**WHAT THIS EXERCISE ASKS:**
1) Reproduce the part of the chimney design page that opens with the words containing "Chimneys are the" and closes with "Turner Baker help?".
2) According to the chimney design page, what must each fireplace, stove or boiler be served by?

**SOURCE DOCUMENT:**

---+---

Chimney Design and Consultancy
When a chimney and flue work well, it adds warmth and great ambience to a home, whether that’s for an open fire, stove or a boiler. When it goes wrong it can be cold, uncomfortable or dangerous.
Many people don’t realise that getting a chimney and flue to work well takes more than adding a structure that looks in proportion to the top of a property. Chimney design is an age-old pastime and applies to the grandest of houses down to the smallest of cottages, but it requires an understanding of thermodynamics to get a chimney and flue working properly.
Services that Turner Baker offer
Our chimney design and consultancy service is flexible to suit the needs of each different project. Below are just a few examples of work that we are regularly asked to undertake:
• Detailed CAD drawing service for architects
• Chimney and flue safety tests for homeowners
• Diagnostic tests when it’s not obvious why a flue isn’t working
• Flue size and material specification service for builders
• Installation service
Some background on chimneys and flues
Chimneys and flues are designed to vent hot flue gases. These gases may come from a fireplace, stove, boiler or furnace and need to be removed from the property as swiftly as possible.
Chimneys are the external structure that house the internal flue. Each fireplace, stove or boiler has to be served by its own flue, but a chimney may contain more than one flue. If you have ever marvelled at the size of the chimneys on a grand old country house, it is because they have had to be designed to accommodate many flues, often on different floors of the property. The picture below shows a cut through of a chimney from an 1894 edition of Mechanics Magazine with one chimney containing seven flues.
Ideally, a flue should allow hot gases to vent into the atmosphere as quickly as possible, any bends in a flue are likely to slow the progress of the gases and could become a depository for creosote to build up and increase the risk of a chimney fire.
How can Turner Baker help?
As an example, we work closely with a number of building companies on both new build and renovation projects. Using our expertise to specify flue and chimney requirements for builders to complete themselves or working as part of a team to complete the work alongside the building company.

---+---

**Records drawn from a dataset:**
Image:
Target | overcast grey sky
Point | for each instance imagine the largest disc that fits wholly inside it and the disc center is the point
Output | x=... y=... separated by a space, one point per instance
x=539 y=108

---+---

**LIST OF ANSWERS:**
1)
Chimneys are the external structure that house the internal flue. Each fireplace, stove or boiler has to be served by its own flue, but a chimney may contain more than one flue. If you have ever marvelled at the size of the chimneys on a grand old country house, it is because they have had to be designed to accommodate many flues, often on different floors of the property. The picture below shows a cut through of a chimney from an 1894 edition of Mechanics Magazine with one chimney containing seven flues.
Ideally, a flue should allow hot gases to vent into the atmosphere as quickly as possible, any bends in a flue are likely to slow the progress of the gases and could become a depository for creosote to build up and increase the risk of a chimney fire.
How can Turner Baker help?

2) Its own flue.